Page text:

If you’ve ever been to Bratislava, Bucharest or Baden-Baden, chances are it’s because a budget airline took you there for a romantic break, sporting tour, or stag or hen-do. Cut price charters have completely transformed the way we travel over the last 30 years.
But there are signs something is stirring. It’s led by concern over the environmental impacts of flying – epitomised as the Swedish flygskam (‘flight-shaming’) movement, or the Greta effect. Combined with people re-thinking the nature of travel in a post-pandemic world, it is causing a measurable shift in attitudes. Whisper it – Europeans are falling back in love with trains.
Rail travel in Sweden jumped 11 percent in 2019. Financial firm UBS predicts there will be around 800 more high-speed trains in operation in Europe in the next ten years, contrasted with 196 fewer planes globally.

What needs to be done:
Answer these questions from the text on European rail travel:
1. What is the Swedish word for the "flight-shaming" movement?
2. By what percentage did rail travel in Sweden rise in 2019?
3. How many more high-speed trains does UBS predict will be operating in Europe in the next ten years?
The records that come next have no connection to the text on European rail travel.

[Dataset entries]
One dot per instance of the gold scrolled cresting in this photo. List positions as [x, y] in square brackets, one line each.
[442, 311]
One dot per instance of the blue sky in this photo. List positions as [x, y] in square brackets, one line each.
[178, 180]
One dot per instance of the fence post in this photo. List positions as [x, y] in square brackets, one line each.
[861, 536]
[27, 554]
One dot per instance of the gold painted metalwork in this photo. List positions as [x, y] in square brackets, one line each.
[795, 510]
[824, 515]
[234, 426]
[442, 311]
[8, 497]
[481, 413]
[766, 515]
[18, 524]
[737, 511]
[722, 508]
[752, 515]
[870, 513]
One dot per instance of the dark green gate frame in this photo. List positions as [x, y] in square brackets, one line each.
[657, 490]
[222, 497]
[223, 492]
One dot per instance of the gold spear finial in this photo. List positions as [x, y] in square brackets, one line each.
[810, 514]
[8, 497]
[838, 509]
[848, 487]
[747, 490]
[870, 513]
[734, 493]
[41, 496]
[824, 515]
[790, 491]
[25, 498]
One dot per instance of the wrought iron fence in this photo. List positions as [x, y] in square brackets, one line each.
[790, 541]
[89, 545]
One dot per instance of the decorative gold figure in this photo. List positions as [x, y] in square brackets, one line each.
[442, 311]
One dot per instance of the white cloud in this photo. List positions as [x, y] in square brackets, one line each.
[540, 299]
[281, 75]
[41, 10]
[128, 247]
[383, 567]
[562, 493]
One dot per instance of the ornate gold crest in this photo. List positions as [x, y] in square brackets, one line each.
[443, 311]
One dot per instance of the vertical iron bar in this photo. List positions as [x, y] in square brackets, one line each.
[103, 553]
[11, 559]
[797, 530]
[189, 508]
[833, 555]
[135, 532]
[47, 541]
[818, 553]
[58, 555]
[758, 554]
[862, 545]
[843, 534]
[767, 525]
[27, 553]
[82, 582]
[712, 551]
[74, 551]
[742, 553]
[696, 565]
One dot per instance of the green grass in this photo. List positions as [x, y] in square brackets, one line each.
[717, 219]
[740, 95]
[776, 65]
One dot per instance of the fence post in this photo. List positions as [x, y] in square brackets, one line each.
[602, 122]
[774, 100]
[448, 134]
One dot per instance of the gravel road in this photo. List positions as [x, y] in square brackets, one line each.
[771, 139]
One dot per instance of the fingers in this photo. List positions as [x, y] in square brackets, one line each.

Exercise output:
1. Flygskam
2. 11 percent
3. Around 800